_What is expected_.
Every line holding the string "bride" should be copied out of the listing.

═══ Extracted records ═══

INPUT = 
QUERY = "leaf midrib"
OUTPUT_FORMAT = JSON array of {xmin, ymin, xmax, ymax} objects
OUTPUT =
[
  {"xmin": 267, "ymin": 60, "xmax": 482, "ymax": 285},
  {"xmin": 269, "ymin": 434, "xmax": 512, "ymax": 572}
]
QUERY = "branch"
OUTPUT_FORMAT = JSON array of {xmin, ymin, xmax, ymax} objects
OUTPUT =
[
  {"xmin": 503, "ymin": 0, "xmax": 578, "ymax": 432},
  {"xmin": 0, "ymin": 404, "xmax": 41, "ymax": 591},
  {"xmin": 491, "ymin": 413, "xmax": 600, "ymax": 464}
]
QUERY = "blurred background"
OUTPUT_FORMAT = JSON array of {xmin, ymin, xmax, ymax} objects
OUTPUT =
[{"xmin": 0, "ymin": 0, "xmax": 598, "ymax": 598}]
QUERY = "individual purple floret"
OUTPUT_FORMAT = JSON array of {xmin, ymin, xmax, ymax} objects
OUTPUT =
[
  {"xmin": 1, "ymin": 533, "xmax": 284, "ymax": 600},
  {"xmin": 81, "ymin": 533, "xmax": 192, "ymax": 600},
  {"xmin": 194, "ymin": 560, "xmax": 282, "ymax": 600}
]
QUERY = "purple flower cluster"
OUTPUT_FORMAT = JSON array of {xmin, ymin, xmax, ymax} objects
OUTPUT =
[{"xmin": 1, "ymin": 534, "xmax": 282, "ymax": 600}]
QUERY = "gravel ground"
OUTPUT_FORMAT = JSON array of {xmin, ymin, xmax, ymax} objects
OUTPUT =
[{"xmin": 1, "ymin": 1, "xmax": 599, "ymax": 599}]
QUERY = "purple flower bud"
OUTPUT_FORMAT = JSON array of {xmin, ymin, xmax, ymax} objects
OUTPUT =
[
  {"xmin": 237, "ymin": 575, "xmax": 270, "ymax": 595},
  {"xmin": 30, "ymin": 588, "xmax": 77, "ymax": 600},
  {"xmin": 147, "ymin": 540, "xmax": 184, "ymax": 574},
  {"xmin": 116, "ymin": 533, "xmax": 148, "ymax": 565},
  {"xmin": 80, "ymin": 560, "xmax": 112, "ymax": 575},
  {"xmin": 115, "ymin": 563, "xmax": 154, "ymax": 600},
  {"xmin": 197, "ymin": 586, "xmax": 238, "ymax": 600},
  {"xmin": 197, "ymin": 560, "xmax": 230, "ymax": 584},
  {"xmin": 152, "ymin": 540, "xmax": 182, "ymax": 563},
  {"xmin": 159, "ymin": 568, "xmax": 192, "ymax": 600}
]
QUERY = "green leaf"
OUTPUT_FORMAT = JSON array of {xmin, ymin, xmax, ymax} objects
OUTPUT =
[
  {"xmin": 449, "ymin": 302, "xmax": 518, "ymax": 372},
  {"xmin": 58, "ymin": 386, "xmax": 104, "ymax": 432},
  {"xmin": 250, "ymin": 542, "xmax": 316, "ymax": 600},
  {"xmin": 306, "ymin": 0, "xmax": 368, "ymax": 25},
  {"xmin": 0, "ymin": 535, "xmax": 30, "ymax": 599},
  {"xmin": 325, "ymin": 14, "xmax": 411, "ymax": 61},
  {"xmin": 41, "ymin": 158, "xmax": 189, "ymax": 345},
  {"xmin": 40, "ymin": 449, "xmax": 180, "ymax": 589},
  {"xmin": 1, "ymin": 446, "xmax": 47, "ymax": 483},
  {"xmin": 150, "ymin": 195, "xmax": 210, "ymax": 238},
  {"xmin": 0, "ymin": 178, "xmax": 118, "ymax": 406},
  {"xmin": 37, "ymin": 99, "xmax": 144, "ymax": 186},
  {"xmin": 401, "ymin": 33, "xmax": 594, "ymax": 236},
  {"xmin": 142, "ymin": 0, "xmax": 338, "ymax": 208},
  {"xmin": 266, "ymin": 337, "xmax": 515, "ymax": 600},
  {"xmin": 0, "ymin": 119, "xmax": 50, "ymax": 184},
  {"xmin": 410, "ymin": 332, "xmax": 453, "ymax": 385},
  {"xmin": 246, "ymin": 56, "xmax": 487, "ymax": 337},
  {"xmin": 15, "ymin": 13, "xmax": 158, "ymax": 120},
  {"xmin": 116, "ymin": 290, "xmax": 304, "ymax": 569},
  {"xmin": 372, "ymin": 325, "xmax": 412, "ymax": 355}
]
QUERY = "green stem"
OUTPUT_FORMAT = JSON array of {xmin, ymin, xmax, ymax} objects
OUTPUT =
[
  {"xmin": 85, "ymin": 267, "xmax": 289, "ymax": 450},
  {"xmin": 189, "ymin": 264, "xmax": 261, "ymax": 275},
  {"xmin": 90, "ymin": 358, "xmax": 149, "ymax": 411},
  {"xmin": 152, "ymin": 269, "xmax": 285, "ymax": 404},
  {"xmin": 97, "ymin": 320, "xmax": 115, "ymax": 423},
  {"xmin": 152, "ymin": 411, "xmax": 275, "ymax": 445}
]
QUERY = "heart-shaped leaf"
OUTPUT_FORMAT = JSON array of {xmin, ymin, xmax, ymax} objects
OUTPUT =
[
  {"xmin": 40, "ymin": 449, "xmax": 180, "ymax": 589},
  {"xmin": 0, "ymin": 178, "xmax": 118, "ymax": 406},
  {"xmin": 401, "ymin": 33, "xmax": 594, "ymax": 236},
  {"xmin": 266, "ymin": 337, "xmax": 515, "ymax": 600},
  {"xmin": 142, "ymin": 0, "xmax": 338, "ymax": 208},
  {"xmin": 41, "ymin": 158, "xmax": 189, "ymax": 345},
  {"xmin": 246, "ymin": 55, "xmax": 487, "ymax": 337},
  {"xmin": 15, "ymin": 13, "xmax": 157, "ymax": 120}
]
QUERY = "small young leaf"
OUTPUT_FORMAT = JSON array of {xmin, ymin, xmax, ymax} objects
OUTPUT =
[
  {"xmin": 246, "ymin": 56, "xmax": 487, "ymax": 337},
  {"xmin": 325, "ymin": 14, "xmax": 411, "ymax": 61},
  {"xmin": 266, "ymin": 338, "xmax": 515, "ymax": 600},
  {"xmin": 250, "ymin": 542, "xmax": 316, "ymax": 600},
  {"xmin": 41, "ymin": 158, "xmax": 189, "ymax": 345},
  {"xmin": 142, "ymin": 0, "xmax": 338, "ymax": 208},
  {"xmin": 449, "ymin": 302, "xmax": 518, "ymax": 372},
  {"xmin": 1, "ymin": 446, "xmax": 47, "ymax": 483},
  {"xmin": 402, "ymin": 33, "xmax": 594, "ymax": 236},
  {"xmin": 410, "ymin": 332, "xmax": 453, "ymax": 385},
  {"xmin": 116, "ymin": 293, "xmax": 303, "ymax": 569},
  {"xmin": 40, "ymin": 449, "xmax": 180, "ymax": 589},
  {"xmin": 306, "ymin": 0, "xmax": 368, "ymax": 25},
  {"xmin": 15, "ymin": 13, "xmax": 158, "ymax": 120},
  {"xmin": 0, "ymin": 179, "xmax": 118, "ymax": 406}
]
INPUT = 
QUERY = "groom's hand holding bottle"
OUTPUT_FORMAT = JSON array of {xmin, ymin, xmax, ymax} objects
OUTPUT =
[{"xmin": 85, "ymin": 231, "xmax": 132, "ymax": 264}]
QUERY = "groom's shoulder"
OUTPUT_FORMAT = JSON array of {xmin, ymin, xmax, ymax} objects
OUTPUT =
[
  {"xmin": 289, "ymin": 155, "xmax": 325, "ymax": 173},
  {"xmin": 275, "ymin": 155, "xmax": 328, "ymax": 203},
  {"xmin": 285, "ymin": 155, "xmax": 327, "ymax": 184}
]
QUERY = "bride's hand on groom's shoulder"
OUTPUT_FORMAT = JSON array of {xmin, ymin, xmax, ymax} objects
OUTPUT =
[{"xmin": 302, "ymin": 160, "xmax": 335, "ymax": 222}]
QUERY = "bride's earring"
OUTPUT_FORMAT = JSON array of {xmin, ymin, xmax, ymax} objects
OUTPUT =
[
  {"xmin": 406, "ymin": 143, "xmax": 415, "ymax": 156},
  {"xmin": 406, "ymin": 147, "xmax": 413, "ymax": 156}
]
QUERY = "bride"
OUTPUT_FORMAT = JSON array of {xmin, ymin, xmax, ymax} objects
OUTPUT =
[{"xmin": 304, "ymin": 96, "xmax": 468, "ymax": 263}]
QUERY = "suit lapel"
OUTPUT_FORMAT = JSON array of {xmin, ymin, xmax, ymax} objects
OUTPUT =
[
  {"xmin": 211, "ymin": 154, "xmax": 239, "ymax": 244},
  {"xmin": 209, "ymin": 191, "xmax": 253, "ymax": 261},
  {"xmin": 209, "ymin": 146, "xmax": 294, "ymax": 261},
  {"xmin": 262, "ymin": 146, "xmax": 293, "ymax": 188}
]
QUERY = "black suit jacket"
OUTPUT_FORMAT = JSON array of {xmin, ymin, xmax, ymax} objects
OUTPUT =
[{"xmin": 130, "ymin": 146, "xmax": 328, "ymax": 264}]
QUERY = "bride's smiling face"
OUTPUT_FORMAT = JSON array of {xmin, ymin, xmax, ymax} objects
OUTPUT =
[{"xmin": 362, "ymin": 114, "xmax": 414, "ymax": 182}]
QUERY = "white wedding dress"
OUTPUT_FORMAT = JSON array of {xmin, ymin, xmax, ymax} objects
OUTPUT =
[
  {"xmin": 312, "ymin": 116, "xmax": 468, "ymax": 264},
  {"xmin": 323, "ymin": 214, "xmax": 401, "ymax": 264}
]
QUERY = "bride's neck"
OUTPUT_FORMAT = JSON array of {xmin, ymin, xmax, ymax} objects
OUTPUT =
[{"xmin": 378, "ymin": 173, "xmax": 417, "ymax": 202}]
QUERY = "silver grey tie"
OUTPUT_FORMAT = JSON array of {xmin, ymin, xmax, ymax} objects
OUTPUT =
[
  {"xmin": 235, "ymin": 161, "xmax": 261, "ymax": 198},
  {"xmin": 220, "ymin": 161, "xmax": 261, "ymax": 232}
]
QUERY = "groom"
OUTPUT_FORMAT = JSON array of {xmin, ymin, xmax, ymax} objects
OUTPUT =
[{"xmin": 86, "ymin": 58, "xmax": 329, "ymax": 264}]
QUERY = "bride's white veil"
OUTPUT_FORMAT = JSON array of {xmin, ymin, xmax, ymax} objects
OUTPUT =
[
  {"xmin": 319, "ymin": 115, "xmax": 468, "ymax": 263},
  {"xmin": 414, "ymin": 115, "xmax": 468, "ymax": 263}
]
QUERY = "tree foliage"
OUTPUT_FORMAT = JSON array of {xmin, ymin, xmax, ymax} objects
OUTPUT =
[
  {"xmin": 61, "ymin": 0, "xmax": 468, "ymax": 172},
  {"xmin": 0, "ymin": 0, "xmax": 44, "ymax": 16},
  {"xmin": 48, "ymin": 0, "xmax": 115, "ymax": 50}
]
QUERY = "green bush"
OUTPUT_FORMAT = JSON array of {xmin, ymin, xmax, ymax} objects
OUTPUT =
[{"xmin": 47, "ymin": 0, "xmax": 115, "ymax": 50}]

═══

_Result of the exercise_.
QUERY = "bride's hand on groom's shoulder"
QUERY = "bride's earring"
QUERY = "bride"
QUERY = "bride's smiling face"
QUERY = "bride's neck"
QUERY = "bride's white veil"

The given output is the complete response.